# RECORDS SHOWN
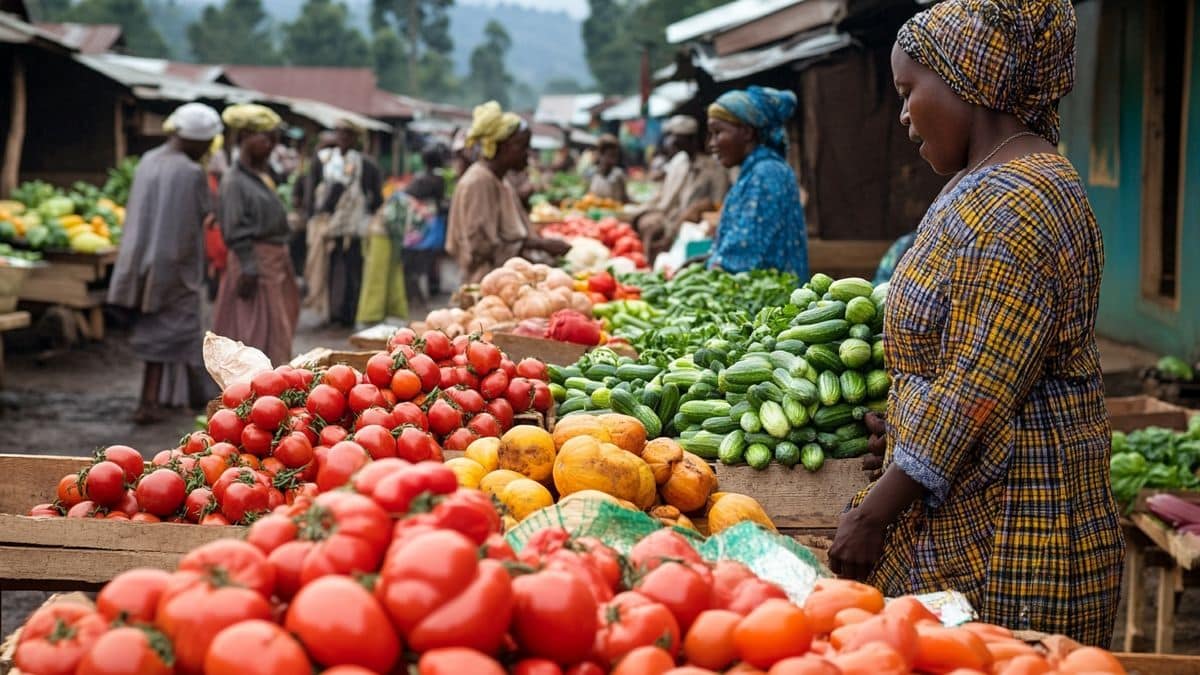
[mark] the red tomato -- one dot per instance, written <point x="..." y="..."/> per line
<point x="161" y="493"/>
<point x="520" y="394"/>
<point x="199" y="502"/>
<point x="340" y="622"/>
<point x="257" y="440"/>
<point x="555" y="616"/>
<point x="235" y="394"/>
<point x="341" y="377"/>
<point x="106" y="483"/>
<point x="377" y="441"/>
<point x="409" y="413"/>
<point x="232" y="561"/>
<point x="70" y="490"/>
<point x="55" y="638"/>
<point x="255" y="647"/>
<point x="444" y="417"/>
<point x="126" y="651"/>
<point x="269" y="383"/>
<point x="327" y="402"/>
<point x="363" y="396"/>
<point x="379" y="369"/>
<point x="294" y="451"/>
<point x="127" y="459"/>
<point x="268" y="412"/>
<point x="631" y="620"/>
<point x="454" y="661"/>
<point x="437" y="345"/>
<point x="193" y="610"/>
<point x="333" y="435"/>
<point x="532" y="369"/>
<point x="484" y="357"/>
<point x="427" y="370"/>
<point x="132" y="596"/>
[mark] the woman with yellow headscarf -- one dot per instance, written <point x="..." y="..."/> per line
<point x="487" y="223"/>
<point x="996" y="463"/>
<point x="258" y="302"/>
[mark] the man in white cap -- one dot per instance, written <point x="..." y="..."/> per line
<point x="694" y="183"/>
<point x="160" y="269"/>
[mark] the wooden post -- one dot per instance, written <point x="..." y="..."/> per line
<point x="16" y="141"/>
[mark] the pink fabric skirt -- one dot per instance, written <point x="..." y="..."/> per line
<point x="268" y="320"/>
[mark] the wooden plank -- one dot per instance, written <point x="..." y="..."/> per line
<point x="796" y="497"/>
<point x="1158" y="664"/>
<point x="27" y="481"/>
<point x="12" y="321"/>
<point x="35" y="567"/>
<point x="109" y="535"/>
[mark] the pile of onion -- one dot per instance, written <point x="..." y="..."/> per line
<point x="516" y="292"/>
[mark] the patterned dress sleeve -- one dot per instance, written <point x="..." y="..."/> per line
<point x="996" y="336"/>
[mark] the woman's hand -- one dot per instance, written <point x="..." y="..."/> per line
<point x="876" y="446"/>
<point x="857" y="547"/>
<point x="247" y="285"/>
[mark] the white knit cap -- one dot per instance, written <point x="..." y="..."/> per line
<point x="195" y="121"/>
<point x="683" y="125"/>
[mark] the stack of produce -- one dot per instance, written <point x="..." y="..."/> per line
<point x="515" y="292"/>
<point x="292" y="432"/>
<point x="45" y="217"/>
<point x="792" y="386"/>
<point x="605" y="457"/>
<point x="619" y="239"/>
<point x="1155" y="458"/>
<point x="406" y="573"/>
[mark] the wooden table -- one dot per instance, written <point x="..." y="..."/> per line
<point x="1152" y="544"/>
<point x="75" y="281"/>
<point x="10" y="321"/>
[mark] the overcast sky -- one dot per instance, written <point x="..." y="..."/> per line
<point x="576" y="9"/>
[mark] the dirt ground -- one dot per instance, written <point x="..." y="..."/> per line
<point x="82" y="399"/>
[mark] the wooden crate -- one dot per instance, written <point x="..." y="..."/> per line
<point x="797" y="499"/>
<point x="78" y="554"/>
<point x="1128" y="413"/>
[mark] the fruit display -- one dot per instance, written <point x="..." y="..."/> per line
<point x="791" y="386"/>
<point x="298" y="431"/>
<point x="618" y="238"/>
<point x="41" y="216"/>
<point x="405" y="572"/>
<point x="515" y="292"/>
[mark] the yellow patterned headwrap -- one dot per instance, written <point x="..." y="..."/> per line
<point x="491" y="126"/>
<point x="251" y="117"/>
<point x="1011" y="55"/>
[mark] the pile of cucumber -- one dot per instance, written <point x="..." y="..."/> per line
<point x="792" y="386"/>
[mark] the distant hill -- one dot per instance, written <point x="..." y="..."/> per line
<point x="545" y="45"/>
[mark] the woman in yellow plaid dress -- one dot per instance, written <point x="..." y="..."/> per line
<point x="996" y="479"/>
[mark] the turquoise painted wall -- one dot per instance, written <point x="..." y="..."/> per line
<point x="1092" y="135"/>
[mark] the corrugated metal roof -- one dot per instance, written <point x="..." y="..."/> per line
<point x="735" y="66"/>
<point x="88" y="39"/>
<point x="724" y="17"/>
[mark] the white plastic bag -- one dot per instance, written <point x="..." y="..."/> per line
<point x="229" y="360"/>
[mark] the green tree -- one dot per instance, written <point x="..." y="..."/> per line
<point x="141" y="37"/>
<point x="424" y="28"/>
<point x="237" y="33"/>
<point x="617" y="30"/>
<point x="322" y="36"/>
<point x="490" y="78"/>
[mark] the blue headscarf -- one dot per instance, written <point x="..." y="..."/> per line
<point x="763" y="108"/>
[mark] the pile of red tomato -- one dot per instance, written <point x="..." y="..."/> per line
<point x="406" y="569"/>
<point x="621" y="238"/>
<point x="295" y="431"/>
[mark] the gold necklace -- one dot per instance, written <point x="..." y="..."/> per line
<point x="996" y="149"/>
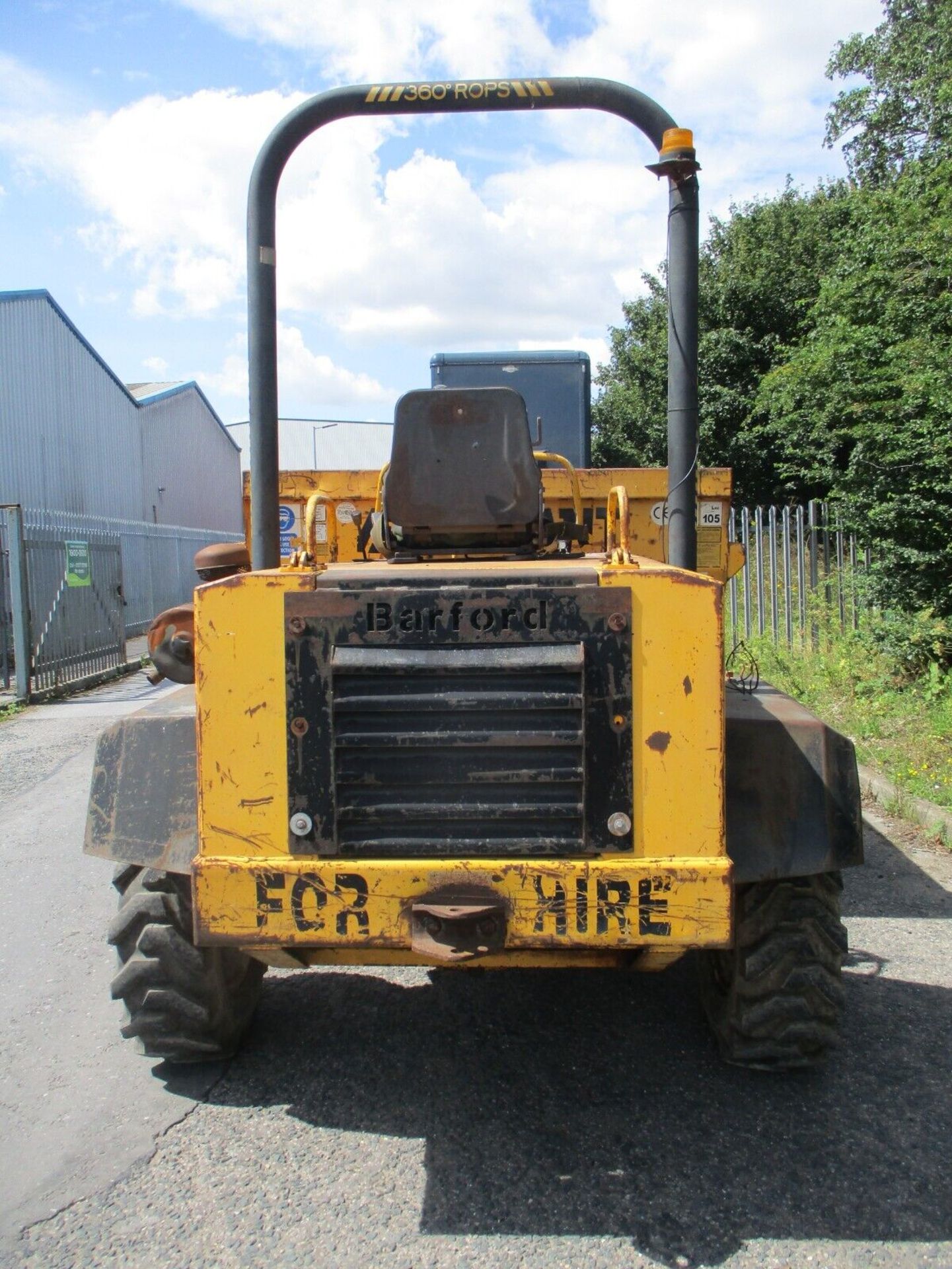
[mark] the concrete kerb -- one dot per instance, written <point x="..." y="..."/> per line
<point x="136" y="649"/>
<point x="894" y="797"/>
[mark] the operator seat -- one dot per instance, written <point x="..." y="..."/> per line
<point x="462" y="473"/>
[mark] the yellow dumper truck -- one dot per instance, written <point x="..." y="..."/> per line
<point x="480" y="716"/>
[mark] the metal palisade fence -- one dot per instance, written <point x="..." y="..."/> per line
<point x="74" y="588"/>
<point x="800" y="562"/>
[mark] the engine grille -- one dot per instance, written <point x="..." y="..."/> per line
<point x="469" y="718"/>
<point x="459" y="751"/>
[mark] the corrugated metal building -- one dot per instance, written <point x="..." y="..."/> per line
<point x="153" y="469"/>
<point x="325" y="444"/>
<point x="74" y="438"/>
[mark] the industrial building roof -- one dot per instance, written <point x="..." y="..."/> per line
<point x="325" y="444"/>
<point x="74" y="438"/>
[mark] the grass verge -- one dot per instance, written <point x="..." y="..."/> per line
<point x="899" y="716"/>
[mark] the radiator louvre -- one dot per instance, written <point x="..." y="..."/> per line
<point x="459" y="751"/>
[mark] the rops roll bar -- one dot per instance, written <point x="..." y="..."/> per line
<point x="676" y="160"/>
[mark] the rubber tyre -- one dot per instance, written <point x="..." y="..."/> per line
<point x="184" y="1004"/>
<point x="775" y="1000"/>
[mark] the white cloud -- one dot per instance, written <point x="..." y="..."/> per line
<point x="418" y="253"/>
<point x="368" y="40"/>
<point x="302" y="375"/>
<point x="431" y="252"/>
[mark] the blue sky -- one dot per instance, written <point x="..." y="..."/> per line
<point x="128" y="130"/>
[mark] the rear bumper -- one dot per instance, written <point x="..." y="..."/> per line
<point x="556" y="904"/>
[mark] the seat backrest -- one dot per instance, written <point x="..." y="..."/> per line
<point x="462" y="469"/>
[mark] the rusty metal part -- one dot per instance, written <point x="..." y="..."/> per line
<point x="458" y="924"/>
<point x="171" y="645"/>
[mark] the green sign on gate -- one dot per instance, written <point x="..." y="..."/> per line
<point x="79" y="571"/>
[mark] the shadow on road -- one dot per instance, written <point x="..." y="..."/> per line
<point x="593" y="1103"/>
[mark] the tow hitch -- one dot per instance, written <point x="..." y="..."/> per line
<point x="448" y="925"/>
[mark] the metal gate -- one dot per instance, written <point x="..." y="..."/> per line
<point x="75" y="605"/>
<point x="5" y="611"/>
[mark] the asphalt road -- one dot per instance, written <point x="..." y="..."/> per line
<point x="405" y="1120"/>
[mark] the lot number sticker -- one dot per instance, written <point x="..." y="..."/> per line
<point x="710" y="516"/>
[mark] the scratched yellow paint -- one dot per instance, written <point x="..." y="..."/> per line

# EXERCISE GOAL
Starting at the line that contains "[mark] the industrial", repeat each line exactly through the last one in the listing. Include both of those lines and nothing more.

# OUTPUT
[mark] the industrial building roof -- one dot per instance, written <point x="..." y="..."/> per line
<point x="325" y="444"/>
<point x="74" y="438"/>
[mark] the grass verge -- one dot per instance, written <point x="..." y="..."/> per line
<point x="899" y="716"/>
[mark] the radiator louvre -- one dot per instance, written <point x="..." y="..."/> per line
<point x="459" y="751"/>
[mark] the rops roll bar -- one dot per instance, written <point x="..." y="..."/> per line
<point x="676" y="160"/>
[mark] the rubber tyre -- one dot per instance, written <point x="..." y="..."/> per line
<point x="184" y="1004"/>
<point x="775" y="1000"/>
[mark] the white cloud -- one dot per instance, written <point x="..." y="..."/> per line
<point x="418" y="253"/>
<point x="368" y="40"/>
<point x="302" y="375"/>
<point x="431" y="252"/>
[mark] the blue sky -- one dot per instance, written <point x="..." y="..."/> per line
<point x="128" y="130"/>
[mark] the rear bumper -- one dot per instance, written <point x="..." y="..."/> per line
<point x="556" y="904"/>
[mark] the seat backrest -- one dot per instance, written <point x="..." y="..."/> per line
<point x="462" y="469"/>
[mark] the rusty metal part -- one dot per instance, written <point x="..." y="..."/> per line
<point x="458" y="924"/>
<point x="171" y="645"/>
[mark] the green sign on gate -- one dot per instance, written <point x="..." y="..."/> per line
<point x="79" y="571"/>
[mark] the shadow on road -- one dot per instance, written <point x="..." y="..."/> per line
<point x="593" y="1103"/>
[mark] the tow hitch -- one dot per instance, written <point x="..." y="..."/> per line
<point x="448" y="925"/>
[mark] the metal gate -- one dot per instance, written <point x="..." y="..."/> per line
<point x="75" y="605"/>
<point x="5" y="611"/>
[mark] the asphalt road -- one dot per instance, written <point x="..." y="..."/> per line
<point x="405" y="1120"/>
[mark] the lot number sticker -- one dot per instance, written <point x="..." y="..."/> per line
<point x="710" y="516"/>
[mark] the scratched yellow paint -- one dot per instance, written <point x="..." y="..."/> per line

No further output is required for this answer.